**** SUPPLIED INFORMATION

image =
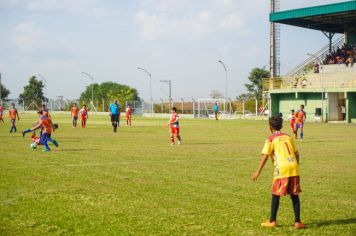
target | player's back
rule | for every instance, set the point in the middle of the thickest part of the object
(284, 158)
(46, 124)
(12, 113)
(300, 115)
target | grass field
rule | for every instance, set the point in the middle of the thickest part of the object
(134, 183)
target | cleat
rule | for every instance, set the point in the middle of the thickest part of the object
(55, 143)
(269, 224)
(299, 225)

********

Reproduce every line of the records above verbatim, leaving out the pictures.

image =
target | player's back
rule | for every instance, set the point in the middle of the thickest part of the object
(284, 158)
(46, 124)
(12, 113)
(300, 115)
target | grass field
rule | for every instance, set the point in the middle of the thickest part of the object
(134, 183)
target | cleat
rule | for every instance, set the point in the middle of the thickest part of the object
(55, 143)
(269, 224)
(299, 225)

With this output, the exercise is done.